● Exercise requirements: From the entries below, retype only the lines from the one with "positive clicks: (784, 790)" through the one with "box: [683, 535, 904, 851]", exactly as written.

——————————

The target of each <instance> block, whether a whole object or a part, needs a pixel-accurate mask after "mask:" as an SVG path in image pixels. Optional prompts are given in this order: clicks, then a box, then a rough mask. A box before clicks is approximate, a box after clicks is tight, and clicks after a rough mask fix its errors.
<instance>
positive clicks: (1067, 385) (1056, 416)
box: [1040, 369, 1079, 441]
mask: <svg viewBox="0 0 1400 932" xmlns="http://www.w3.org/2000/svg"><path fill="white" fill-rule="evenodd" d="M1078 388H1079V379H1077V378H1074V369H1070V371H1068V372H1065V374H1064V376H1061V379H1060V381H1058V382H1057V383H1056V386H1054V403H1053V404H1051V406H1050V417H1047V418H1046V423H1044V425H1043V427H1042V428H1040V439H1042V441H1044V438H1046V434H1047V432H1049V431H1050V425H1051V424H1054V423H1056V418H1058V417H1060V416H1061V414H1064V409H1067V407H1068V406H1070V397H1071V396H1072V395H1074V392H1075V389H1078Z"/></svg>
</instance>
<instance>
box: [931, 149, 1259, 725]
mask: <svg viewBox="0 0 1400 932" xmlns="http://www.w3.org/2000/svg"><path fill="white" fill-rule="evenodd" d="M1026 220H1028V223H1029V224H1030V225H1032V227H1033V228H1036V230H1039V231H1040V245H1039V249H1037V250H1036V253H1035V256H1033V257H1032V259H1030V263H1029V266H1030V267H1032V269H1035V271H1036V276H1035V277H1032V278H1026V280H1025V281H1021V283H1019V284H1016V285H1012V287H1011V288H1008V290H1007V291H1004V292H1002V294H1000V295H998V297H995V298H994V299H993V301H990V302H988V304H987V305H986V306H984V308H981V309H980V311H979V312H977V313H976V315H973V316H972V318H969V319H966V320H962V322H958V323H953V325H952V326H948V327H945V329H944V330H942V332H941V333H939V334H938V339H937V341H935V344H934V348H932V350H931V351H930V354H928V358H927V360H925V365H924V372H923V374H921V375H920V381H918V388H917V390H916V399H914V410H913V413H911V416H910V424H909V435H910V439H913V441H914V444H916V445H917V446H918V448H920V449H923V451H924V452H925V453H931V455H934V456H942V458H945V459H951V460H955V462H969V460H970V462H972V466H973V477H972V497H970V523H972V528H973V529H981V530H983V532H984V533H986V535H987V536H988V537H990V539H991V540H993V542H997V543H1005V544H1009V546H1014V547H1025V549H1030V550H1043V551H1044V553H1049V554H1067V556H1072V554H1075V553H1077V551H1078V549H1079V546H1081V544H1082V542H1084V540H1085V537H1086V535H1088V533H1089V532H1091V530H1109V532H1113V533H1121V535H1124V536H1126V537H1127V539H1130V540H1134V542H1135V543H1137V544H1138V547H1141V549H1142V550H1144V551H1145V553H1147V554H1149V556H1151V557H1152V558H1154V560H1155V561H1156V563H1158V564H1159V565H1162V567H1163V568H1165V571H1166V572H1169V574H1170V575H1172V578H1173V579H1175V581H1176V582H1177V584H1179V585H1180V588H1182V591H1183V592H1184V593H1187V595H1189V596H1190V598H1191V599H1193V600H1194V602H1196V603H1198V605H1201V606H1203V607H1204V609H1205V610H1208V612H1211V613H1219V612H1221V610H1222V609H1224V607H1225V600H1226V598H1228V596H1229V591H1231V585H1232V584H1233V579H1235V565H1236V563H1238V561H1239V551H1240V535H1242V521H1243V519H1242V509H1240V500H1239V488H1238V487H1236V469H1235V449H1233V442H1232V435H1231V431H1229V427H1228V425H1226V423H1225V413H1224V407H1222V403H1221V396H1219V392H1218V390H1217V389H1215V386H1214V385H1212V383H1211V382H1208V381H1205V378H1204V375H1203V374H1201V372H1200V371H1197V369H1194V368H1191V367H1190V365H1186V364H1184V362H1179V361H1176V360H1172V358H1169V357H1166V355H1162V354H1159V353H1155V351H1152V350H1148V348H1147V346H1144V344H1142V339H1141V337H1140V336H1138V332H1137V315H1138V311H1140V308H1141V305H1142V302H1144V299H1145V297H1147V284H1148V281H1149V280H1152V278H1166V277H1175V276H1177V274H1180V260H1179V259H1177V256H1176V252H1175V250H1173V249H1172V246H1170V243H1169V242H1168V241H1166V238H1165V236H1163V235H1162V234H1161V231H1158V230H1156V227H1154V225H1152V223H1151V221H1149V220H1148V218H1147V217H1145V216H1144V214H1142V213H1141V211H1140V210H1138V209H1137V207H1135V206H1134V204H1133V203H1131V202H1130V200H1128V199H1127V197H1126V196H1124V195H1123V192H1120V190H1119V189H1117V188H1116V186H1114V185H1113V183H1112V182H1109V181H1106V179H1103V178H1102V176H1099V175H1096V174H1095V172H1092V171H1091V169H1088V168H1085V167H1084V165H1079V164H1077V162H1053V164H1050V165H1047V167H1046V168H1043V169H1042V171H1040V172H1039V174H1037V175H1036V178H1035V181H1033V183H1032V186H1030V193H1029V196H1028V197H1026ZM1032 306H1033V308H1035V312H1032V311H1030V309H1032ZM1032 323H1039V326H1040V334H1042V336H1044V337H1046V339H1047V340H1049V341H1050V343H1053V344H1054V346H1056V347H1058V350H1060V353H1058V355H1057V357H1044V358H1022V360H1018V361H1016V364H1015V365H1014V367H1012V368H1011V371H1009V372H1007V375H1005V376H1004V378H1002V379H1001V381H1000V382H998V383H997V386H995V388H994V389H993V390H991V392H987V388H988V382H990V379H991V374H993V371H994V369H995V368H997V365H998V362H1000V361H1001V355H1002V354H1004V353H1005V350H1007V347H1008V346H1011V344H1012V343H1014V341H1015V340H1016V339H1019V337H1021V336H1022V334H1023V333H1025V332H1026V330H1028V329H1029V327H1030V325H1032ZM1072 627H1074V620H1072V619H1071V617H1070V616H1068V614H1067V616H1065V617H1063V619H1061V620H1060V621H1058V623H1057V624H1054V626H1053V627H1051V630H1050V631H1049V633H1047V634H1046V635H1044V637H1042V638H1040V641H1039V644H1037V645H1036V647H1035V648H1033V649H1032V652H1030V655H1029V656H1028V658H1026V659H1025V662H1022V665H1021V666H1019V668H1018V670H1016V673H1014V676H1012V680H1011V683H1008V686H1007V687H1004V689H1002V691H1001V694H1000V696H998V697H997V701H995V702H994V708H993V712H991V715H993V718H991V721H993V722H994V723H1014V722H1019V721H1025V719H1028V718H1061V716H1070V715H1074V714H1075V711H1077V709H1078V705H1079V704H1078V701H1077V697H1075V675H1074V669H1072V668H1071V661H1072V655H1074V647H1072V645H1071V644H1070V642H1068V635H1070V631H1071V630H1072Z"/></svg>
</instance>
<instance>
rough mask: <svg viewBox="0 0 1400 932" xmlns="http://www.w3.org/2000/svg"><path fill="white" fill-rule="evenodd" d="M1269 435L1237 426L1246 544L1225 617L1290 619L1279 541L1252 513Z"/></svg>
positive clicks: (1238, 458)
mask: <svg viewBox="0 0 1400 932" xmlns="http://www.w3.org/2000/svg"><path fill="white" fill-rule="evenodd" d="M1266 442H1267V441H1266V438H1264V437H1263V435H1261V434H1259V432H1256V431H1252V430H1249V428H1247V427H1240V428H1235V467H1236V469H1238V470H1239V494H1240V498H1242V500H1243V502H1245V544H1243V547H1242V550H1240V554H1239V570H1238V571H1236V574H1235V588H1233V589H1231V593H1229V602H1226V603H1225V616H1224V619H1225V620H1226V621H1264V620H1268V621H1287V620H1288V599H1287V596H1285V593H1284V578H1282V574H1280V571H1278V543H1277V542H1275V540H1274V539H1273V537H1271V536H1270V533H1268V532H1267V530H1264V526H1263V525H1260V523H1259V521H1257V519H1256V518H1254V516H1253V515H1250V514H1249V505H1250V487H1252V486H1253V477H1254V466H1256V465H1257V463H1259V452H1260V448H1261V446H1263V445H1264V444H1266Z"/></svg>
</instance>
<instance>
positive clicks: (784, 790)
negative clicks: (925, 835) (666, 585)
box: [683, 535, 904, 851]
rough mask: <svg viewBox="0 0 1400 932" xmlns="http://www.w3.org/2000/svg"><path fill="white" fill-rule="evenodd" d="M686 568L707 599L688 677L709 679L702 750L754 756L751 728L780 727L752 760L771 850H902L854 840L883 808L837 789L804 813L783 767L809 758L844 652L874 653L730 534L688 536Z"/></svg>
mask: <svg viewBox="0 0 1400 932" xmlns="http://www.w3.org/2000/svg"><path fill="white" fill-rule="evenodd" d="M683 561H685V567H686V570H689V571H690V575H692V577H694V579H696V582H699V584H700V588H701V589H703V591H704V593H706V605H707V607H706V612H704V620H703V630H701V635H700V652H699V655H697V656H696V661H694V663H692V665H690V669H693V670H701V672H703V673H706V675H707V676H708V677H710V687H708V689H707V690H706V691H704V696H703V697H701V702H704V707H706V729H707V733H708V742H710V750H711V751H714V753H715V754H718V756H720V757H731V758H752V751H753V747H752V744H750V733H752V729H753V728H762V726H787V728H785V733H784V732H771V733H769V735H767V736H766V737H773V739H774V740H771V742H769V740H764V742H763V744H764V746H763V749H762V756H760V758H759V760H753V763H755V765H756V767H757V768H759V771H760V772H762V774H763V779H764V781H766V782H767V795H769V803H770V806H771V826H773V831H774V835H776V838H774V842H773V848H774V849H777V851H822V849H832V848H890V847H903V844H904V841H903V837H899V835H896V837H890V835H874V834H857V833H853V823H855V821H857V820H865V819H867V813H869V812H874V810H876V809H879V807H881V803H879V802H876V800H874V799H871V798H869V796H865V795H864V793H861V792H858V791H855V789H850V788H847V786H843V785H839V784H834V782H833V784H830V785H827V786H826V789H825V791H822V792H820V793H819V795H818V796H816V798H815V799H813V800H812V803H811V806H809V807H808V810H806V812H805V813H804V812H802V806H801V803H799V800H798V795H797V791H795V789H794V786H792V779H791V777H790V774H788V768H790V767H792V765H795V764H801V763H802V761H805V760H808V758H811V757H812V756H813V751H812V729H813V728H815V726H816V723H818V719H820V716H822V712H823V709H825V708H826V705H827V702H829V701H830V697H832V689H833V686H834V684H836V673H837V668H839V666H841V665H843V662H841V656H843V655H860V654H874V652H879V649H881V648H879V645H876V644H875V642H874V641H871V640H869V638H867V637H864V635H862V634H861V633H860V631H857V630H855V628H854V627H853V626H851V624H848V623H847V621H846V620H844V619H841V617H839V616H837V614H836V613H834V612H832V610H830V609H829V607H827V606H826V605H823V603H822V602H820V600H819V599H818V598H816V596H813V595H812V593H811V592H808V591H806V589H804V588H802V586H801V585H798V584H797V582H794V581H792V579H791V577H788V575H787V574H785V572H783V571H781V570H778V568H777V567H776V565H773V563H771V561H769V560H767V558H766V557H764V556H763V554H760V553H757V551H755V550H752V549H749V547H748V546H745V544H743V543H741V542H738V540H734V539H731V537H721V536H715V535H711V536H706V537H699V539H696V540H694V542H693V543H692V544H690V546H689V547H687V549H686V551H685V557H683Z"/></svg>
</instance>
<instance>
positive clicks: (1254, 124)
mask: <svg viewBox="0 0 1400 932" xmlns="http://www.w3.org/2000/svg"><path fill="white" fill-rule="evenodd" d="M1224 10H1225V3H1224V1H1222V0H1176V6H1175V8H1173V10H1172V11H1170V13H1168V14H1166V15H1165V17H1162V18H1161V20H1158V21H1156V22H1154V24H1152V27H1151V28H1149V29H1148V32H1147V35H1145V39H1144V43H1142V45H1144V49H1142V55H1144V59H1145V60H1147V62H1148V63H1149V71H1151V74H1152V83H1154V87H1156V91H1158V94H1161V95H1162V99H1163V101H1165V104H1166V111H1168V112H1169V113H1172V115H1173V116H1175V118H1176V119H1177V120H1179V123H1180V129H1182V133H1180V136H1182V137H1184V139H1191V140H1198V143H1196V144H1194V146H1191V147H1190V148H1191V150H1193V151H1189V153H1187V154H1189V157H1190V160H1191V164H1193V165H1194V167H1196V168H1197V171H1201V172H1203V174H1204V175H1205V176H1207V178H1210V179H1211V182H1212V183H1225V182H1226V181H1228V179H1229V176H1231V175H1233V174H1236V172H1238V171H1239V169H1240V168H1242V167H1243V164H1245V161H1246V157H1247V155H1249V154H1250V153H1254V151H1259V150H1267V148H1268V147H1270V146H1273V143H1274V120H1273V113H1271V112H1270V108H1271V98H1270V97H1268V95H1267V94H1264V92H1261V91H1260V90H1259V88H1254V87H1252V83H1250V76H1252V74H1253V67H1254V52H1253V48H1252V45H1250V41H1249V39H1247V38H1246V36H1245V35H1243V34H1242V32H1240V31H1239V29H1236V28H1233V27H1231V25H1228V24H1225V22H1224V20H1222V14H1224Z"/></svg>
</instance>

——————————

● Answer to this problem:
positive clicks: (784, 790)
negative clicks: (925, 835) (666, 585)
box: [683, 535, 904, 851]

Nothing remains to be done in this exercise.